Task description. Everything from the line that contains "Where can the laptop" through the final line of the records should be written out exactly, and nothing outside that span.

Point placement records
-- -- --
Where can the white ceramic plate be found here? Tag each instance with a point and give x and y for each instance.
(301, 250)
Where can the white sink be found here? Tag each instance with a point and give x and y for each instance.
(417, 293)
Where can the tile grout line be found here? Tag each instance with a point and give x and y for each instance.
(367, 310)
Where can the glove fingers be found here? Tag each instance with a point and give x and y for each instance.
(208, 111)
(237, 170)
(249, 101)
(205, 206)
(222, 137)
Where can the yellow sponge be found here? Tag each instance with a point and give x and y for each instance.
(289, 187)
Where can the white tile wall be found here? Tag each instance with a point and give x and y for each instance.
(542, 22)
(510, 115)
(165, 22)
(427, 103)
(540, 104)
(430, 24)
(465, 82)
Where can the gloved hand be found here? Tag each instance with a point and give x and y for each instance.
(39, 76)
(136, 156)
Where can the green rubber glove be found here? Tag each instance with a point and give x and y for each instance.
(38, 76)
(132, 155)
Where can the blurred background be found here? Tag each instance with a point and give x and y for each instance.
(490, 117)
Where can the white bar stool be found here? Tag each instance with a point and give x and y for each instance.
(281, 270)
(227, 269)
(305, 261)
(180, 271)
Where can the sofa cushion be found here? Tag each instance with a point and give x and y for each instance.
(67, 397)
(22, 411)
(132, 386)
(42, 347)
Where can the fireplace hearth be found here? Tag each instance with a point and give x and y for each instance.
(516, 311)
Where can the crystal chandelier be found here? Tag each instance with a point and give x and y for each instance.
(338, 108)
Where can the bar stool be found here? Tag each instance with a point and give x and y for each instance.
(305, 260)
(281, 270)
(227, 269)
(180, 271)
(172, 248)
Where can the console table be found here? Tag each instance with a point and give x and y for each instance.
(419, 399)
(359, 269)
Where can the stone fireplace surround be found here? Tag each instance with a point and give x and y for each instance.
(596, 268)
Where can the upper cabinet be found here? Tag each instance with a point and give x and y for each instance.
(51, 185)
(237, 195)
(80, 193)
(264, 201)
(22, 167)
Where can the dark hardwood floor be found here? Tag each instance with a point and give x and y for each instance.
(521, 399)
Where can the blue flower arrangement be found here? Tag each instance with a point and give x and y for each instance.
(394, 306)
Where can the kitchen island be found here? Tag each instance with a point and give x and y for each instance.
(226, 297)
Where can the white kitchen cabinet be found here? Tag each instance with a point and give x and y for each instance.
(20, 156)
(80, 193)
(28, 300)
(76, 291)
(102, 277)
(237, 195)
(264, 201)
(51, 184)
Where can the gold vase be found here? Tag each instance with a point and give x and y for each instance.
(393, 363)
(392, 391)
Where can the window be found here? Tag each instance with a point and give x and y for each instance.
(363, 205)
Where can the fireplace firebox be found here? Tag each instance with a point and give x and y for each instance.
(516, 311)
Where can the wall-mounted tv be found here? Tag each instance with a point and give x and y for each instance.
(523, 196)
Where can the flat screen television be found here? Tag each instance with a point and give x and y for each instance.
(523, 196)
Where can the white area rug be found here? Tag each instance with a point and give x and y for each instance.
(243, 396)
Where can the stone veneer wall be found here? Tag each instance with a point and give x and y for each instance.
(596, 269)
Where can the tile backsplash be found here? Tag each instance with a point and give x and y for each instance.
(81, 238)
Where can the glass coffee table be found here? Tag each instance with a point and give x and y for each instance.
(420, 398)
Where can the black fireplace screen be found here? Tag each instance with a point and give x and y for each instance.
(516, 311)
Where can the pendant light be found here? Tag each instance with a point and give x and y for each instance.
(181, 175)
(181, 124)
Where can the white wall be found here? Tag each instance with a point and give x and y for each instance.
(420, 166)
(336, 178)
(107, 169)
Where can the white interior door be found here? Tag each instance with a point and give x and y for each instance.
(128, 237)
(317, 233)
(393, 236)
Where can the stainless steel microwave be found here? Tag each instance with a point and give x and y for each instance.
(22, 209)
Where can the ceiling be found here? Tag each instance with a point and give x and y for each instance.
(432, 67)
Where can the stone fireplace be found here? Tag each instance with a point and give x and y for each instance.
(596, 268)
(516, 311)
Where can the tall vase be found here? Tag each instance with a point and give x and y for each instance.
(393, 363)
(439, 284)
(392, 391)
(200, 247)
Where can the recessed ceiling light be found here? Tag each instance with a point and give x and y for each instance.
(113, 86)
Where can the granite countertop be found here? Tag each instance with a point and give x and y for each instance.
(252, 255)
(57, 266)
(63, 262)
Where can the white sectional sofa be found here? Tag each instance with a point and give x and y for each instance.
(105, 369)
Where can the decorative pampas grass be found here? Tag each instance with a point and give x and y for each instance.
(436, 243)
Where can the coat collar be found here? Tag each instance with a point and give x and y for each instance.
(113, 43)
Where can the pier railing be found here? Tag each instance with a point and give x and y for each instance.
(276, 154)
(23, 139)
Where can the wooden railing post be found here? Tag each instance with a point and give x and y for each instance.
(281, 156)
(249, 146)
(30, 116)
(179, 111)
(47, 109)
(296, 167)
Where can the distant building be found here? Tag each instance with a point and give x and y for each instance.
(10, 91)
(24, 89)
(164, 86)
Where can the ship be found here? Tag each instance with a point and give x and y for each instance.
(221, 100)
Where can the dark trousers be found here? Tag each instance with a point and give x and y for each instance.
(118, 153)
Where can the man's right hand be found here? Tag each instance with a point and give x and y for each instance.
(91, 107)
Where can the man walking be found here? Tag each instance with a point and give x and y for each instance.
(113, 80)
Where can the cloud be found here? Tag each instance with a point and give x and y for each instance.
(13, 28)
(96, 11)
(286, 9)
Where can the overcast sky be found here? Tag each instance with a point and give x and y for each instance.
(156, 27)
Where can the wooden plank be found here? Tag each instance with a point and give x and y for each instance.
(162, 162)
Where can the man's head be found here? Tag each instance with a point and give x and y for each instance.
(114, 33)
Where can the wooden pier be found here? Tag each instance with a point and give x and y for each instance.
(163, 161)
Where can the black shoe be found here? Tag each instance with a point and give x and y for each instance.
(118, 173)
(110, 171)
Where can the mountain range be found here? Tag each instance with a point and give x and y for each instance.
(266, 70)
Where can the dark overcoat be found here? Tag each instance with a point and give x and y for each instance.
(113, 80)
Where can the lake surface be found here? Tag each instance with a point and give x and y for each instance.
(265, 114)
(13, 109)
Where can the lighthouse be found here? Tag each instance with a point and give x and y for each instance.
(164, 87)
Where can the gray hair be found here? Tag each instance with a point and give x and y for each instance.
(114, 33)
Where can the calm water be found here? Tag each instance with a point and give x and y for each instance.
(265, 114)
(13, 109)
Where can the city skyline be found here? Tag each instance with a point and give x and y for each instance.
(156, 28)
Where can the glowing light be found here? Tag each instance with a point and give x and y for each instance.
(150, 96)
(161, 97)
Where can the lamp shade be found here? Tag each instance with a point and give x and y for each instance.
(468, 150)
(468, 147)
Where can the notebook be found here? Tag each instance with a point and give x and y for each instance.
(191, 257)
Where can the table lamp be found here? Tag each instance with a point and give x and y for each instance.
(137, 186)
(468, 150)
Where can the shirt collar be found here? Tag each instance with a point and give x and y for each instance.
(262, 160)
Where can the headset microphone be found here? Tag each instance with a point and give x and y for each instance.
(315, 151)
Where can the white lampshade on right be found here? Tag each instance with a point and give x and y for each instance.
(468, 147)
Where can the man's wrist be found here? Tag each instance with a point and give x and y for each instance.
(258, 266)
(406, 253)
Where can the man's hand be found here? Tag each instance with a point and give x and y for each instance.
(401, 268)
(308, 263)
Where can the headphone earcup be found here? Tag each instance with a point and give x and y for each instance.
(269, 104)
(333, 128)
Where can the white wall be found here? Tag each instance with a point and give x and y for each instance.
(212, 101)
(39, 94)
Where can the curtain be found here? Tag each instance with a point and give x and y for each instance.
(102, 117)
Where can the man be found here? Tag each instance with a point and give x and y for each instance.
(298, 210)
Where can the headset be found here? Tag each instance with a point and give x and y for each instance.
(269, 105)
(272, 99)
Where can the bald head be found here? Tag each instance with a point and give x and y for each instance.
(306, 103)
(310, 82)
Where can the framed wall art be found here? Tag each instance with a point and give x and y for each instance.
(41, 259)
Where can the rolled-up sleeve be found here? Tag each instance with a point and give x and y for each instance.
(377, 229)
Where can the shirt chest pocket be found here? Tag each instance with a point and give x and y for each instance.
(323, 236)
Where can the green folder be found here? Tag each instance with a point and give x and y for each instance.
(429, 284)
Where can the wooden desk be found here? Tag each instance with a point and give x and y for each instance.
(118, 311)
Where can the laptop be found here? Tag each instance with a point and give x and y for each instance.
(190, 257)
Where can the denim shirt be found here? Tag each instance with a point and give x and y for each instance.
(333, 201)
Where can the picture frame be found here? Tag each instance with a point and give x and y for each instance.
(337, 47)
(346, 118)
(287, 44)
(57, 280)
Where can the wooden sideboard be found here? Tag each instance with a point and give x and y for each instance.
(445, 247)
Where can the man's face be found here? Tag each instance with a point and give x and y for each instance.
-- -- --
Task answer.
Where can the laptop be found here? Tag each instance with a point and give x and y for each instance.
(190, 257)
Where can the denim shirt be found here? Tag each instance with a point and give x and y for each instance.
(333, 201)
Where can the picture frame be found here? Tag each instance with a point and give x and y for each instance.
(337, 47)
(346, 118)
(287, 44)
(57, 280)
Where can the wooden sideboard be found here? Tag each instance with a point and give x and y for each instance.
(445, 247)
Where can the man's face be found here? Tag each instance with a point and give x and y for each instance.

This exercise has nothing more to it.